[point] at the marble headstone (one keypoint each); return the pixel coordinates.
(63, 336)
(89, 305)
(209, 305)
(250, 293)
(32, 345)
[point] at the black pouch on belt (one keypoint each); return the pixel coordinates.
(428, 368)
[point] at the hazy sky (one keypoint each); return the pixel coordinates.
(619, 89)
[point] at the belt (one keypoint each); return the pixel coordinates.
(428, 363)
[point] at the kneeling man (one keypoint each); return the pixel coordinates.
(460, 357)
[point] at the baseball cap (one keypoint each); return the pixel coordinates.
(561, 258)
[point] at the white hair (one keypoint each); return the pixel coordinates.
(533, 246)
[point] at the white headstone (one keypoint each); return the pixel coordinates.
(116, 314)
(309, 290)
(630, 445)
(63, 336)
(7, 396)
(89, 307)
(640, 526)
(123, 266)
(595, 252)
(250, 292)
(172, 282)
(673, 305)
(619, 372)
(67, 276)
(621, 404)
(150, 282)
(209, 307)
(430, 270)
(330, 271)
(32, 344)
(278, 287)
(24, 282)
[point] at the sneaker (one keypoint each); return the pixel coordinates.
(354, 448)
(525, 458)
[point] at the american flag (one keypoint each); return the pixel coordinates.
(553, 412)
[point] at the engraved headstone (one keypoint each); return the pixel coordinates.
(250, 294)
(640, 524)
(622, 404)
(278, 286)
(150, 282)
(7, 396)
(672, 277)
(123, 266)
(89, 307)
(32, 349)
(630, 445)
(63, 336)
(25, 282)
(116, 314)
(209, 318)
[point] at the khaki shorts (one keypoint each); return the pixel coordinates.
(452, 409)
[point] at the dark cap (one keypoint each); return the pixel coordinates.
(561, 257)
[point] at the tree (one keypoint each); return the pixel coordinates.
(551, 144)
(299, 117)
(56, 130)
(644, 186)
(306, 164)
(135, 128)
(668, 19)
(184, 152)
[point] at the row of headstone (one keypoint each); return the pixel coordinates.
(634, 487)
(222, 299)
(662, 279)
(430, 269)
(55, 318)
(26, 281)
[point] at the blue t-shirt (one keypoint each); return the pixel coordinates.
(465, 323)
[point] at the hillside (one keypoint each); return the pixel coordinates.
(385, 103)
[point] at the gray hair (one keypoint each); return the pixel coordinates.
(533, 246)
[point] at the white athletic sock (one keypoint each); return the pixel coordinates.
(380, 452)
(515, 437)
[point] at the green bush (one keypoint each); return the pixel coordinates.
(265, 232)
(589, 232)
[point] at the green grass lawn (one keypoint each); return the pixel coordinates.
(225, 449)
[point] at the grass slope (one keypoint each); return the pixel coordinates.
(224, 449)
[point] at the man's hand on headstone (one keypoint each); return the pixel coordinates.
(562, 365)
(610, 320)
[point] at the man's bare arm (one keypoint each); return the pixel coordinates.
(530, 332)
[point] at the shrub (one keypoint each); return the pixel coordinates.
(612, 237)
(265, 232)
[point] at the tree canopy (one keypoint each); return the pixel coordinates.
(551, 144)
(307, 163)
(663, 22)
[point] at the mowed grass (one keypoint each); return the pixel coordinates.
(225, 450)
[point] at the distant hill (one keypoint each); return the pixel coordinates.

┄┄┄┄┄┄

§ **YOUR TASK**
Copy the data above without any change, starting with the line that contains "[point] at the shrub" and going on through the final line of the data.

§ **RESULT OF THIS TASK**
[point] at the shrub (one keypoint each); return the pixel coordinates.
(612, 237)
(265, 232)
[point] at the tree canopy (one keypoint each); return the pixel coordinates.
(551, 144)
(307, 163)
(663, 22)
[point] at the mowed grass (one keypoint each); return the pixel coordinates.
(225, 450)
[point] at the distant hill (one keypoint each); return the pixel coordinates.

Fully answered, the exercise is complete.